Set out every line of the items below as a Markdown table with two columns, Row and Line, giving each line its own numbered row. Leave out blank lines.

* [DATA ROWS]:
►

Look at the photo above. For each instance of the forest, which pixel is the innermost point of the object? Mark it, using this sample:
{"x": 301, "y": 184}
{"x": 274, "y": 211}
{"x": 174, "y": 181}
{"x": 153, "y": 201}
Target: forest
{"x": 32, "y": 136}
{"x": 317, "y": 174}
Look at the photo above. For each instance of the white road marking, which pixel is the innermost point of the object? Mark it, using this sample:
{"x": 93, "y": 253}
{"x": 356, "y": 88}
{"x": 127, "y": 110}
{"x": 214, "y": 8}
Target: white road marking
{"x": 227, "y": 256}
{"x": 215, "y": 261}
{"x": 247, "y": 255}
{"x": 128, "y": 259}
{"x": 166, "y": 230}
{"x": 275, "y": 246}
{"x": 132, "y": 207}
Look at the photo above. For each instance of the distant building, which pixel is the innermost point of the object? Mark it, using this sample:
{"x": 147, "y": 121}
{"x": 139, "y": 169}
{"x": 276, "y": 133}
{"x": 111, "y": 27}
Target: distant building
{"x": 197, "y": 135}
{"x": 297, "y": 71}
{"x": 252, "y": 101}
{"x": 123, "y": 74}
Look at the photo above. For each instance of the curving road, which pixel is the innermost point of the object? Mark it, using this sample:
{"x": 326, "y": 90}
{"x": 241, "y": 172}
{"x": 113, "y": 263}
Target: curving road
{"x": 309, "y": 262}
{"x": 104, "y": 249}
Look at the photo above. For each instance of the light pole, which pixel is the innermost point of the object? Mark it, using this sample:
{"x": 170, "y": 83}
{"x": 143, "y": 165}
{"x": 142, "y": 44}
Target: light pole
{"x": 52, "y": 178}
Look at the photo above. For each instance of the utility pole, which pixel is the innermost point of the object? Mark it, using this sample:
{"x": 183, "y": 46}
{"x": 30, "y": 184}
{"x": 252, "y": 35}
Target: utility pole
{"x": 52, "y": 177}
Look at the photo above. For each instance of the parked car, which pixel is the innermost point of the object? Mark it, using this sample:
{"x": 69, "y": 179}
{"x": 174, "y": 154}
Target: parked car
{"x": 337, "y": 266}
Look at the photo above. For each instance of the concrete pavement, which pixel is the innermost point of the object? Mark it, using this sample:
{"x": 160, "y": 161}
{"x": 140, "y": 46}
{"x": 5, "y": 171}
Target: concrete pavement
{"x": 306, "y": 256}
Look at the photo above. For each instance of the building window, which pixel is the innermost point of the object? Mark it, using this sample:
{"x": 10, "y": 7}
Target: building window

◄

* [EXERCISE ANSWER]:
| Row | Line |
|---|---|
| 1 | Look at the photo above. For each instance of the forest, which pixel is the innermost point of the object? Mark it, using this sample: |
| 2 | {"x": 301, "y": 184} |
| 3 | {"x": 274, "y": 211} |
| 4 | {"x": 174, "y": 181} |
| 5 | {"x": 153, "y": 201} |
| 6 | Target: forest |
| 7 | {"x": 32, "y": 136} |
| 8 | {"x": 317, "y": 174} |
| 9 | Look at the photo above. For each instance of the white road marking, which pixel is the innermost point of the object? Mark it, using this sample: |
| 10 | {"x": 93, "y": 253} |
| 11 | {"x": 356, "y": 88} |
| 12 | {"x": 127, "y": 110} |
| 13 | {"x": 214, "y": 8} |
| 14 | Target: white road marking |
| 15 | {"x": 227, "y": 256} |
| 16 | {"x": 215, "y": 261} |
| 17 | {"x": 247, "y": 255} |
| 18 | {"x": 128, "y": 259} |
| 19 | {"x": 166, "y": 230} |
| 20 | {"x": 275, "y": 246} |
| 21 | {"x": 132, "y": 207} |
| 22 | Look at the photo above. For each instance of the distant building, which pixel is the innermost point of the object? Mark it, using this sample: |
| 23 | {"x": 147, "y": 121} |
| 24 | {"x": 139, "y": 169} |
| 25 | {"x": 276, "y": 133} |
| 26 | {"x": 111, "y": 27} |
| 27 | Target: distant building |
| 28 | {"x": 197, "y": 135} |
| 29 | {"x": 297, "y": 71} |
| 30 | {"x": 252, "y": 101} |
| 31 | {"x": 123, "y": 74} |
| 32 | Look at the photo above. For each instance of the curving road, which pixel is the innermost point of the object? Mark it, using this sample: |
| 33 | {"x": 326, "y": 90} |
| 34 | {"x": 241, "y": 172} |
| 35 | {"x": 113, "y": 263} |
| 36 | Target: curving road |
| 37 | {"x": 309, "y": 262} |
| 38 | {"x": 104, "y": 249} |
| 39 | Look at the photo above. For each instance of the light pole, which pixel is the innermost point of the object? Mark it, using this sample: |
| 40 | {"x": 170, "y": 83} |
| 41 | {"x": 143, "y": 165} |
| 42 | {"x": 142, "y": 44} |
| 43 | Target: light pole |
| 44 | {"x": 52, "y": 178} |
| 45 | Look at the photo above. For each instance of the utility pole, which pixel is the innermost point of the object? Mark it, using this sample: |
| 46 | {"x": 183, "y": 46} |
| 47 | {"x": 30, "y": 184} |
| 48 | {"x": 252, "y": 35} |
| 49 | Target: utility pole |
| 50 | {"x": 52, "y": 177} |
| 51 | Look at the photo above. For each instance of the parked car, which pixel is the innermost point of the object? Mark it, using this sample: |
| 52 | {"x": 69, "y": 179} |
| 53 | {"x": 174, "y": 154} |
| 54 | Target: parked car |
| 55 | {"x": 337, "y": 266} |
| 56 | Look at the photo above. For each instance of the concrete pavement, which pixel is the innermost point of the object? Mark it, using this sample: |
| 57 | {"x": 160, "y": 161} |
| 58 | {"x": 140, "y": 46} |
| 59 | {"x": 5, "y": 171} |
| 60 | Target: concrete pavement |
| 61 | {"x": 306, "y": 256} |
| 62 | Look at the photo above. For each instance of the building window, which pixel is the innermost point of the object? Mark it, using this sample: |
| 63 | {"x": 10, "y": 7} |
| 64 | Target: building window |